PROVIDED INFORMATION:
^^^^

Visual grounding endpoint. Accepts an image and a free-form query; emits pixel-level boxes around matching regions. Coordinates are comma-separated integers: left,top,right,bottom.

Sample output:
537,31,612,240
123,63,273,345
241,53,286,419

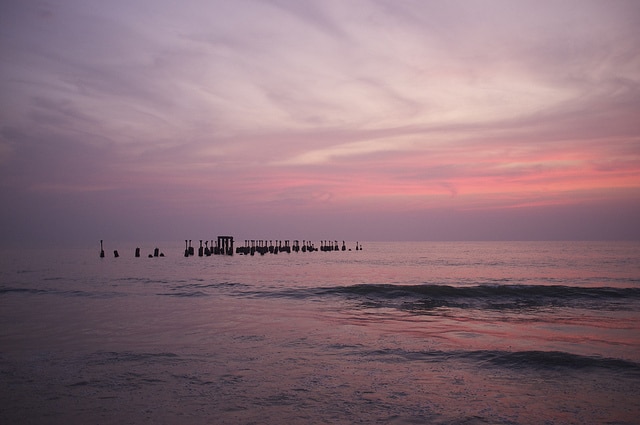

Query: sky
0,0,640,245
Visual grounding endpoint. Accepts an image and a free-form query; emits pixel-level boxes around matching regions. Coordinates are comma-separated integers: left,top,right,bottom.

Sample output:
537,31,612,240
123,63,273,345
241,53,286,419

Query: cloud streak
0,0,640,239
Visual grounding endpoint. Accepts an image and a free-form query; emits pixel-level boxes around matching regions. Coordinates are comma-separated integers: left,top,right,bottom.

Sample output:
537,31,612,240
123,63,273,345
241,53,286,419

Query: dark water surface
0,242,640,424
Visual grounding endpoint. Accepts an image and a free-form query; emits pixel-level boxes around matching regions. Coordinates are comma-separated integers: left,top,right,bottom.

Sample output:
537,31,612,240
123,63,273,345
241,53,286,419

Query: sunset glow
0,0,640,243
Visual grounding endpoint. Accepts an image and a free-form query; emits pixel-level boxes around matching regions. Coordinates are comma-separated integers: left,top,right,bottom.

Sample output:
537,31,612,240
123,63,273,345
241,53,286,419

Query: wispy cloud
0,0,640,242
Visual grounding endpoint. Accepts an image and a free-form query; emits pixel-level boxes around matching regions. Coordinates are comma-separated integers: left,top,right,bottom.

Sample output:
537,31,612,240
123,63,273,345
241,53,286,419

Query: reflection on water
0,243,640,424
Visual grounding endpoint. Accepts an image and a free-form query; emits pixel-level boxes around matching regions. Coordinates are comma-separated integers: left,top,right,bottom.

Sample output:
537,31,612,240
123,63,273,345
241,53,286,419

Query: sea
0,240,640,425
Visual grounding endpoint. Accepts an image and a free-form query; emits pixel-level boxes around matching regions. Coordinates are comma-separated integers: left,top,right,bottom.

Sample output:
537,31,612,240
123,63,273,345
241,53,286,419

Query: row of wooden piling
100,239,164,258
100,236,362,258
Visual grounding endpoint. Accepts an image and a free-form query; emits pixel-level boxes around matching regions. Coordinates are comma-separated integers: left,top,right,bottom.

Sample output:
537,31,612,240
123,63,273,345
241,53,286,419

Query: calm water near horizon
0,241,640,424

^^^^

WHAT THE TASK REQUIRES:
Please reproduce the rows above with every "free-form" changed to "natural-language" and nothing else altered. Omit the pictures from your answer.

FINAL ANSWER:
Visual grounding endpoint. Accepts an image and a natural-language query; emits pixel-level boxes around matching regions. Coordinates are comma-separated integers: left,top,right,bottom.

Sample output:
537,31,612,240
123,63,273,345
241,53,286,419


Query: sky
0,0,640,245
Visual grounding endpoint. Accepts an image and a natural-language query; emits pixel-level boxes around matching regions. Coordinates are comma-separated integers: left,top,right,bottom.

Sample output:
537,31,612,240
123,63,273,345
241,53,286,419

Query: cloud streak
0,0,640,239
Visual grounding endpoint. Accepts an image and a natural-language query; emits pixel-level boxes around matching regions. Coordinates are comma-separated integers: left,top,right,bottom.

Sample output:
537,31,612,240
123,63,273,345
241,53,286,419

Query: dark water surface
0,242,640,424
Visual grounding endpoint. Accepts an image and a natural-language query; emits pixel-level boxes around matching regions. Coordinates are comma-separated integers: left,top,right,bottom.

Sample output:
537,31,612,240
123,63,273,345
241,53,286,419

Query: sunset glow
0,0,640,243
Visual grounding endpoint. Accepts an image and a natural-language query; emits pixel-level boxes around matching regions. Coordinates are comma-separated integers: left,top,right,bottom.

Sample output:
537,31,612,240
123,63,273,345
241,53,286,419

Query: wispy cloud
0,0,640,242
Visual grounding endpoint. Accepts an image and a natural-language query; emits pixel-level boxes around matching regions. Coordinates are comma-separated integers: left,top,right,bottom.

Sample output:
537,31,612,240
123,63,273,345
241,53,286,419

Query: reflection on water
0,243,640,424
Visual grounding endpoint. Accepts an image and a natural-language query; emits pixel-level boxes around matching regions. Coordinates are comma-separated integers: left,top,right,bottom.

Sample output:
537,31,612,240
123,63,273,345
241,53,286,419

Query: sea
0,240,640,425
Visual grounding endpoint. Accepts an image and a natural-language query; emits pixel-level boxes around matching regions. Coordinates are comma-separated integers: left,top,right,bottom.

Sample output:
537,31,612,240
123,63,273,345
241,53,286,419

Query: row of wooden piling
100,239,164,258
100,236,362,258
Visual grounding endpoint. Accepts an image and a natural-language query; emits pixel-level boxes around matching regions. Coordinates are comma-separated integers: left,top,right,bottom.

Sample output:
537,31,612,240
123,63,273,345
241,53,286,419

Query: calm water near horizon
0,241,640,424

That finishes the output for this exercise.